▶ _Action item_: Each entry must be output exactly as it appears.

Natural language region descriptions
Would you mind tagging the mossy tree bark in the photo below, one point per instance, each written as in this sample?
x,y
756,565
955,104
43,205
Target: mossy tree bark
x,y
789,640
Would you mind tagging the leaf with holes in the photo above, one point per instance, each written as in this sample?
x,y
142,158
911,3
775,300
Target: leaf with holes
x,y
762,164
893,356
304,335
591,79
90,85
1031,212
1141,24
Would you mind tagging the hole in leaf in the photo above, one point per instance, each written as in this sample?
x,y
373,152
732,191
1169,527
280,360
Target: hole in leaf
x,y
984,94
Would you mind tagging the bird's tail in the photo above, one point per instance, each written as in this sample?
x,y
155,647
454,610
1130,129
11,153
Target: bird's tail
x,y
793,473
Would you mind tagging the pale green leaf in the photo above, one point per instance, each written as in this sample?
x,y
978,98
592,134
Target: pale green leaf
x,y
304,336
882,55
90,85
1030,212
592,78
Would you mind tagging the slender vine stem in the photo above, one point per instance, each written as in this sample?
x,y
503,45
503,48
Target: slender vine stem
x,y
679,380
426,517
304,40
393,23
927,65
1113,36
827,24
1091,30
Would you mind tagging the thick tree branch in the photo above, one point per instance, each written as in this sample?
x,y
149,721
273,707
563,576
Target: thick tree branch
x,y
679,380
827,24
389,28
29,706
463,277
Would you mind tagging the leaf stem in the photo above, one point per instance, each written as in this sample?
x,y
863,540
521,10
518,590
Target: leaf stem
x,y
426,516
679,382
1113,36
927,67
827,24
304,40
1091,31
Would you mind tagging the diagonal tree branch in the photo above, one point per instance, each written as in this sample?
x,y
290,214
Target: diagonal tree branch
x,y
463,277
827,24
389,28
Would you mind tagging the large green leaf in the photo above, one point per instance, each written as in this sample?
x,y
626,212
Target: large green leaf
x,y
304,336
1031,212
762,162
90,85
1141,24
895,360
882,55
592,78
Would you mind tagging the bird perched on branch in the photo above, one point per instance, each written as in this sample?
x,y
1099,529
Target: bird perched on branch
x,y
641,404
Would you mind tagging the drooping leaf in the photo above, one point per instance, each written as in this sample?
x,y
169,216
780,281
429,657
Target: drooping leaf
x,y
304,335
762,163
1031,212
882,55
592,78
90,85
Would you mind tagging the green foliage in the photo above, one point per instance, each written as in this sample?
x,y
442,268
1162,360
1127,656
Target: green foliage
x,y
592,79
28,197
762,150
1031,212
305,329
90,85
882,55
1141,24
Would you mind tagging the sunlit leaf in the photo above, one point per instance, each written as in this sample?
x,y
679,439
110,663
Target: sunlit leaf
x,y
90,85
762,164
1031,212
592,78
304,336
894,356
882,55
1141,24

▶ _Answer box_:
Would you mind tagging the mossy tree bark in the photo below, one point per instance, each written as in this sample?
x,y
756,565
955,104
43,205
Target: mossy tree bark
x,y
789,640
Would you mind tagging the leaf with holes in the photo above, one point per instance, each written as in this sample?
x,y
142,158
911,3
775,300
Target: leaf with holes
x,y
762,164
893,356
304,335
591,79
90,85
1031,212
1141,24
Would you mind tagging the hole in leaf in the photo above, one point per instance, each written as in this sample?
x,y
373,152
732,191
1169,527
280,360
Target: hole in leaf
x,y
984,94
Would you mind tagging the bird's tail in the photo above, one point per instance, each written as in this sample?
x,y
155,647
454,610
1130,129
11,153
Target: bird's tail
x,y
793,473
Would you mind tagging the pale green leaf in the photo above, one point per instance, each written as in this sample?
x,y
978,98
592,134
Target: pale green leaf
x,y
304,336
882,55
90,85
1030,212
592,78
Would you mind tagging the slender vine stem in the photo above, one point per instance, each written as in this sample?
x,y
503,45
503,48
Target: slender vine stem
x,y
679,380
426,517
304,40
393,23
927,65
1113,36
827,24
1091,30
Would you mind tagging the thick tree branch in the photo above, one point per instance, each written as in this sample?
x,y
149,721
273,707
563,576
Target: thick tree branch
x,y
679,380
827,24
389,28
29,706
463,277
Would you mind tagging the leaf stem in the photo above, one point per instance, each written as in this sample?
x,y
863,540
521,10
518,590
Target: leaf stem
x,y
426,516
679,382
1113,36
927,67
827,24
304,40
1091,31
Would you mind tagging the diagonal tree branch in the photo above, one point per instance, each written as in this sample?
x,y
290,214
Target: diagonal tree branch
x,y
463,277
827,24
389,28
Would you mind tagging the large green leaf in the photo above, one point per instance, each written as in this sample?
x,y
626,212
Target: large green leaf
x,y
304,336
1031,212
762,162
90,85
1141,24
895,360
882,55
592,78
Would you mind tagging the bird perched on branch in the photo above, one point per instance, each written as in this sample?
x,y
1099,529
Target: bird perched on branch
x,y
641,404
Would you mind tagging the drooping leaf in the photo above, one point per instance, each written as in this sample?
x,y
169,216
780,281
429,657
Target: drooping leaf
x,y
304,335
762,163
1031,212
882,55
592,78
90,85
Would you mind tagging the green foliage in the photo above, one point per instance, each written as in this sample?
x,y
442,268
1162,360
1127,656
Target: green foliage
x,y
592,79
28,197
762,150
1031,212
305,329
90,85
882,55
1141,24
Would you mind tagging the sunlit leaf in the photo above, one point per instance, each written as in this sample?
x,y
679,439
110,663
Target: sunlit leaf
x,y
90,85
762,164
1031,212
592,78
304,336
894,356
882,55
1141,24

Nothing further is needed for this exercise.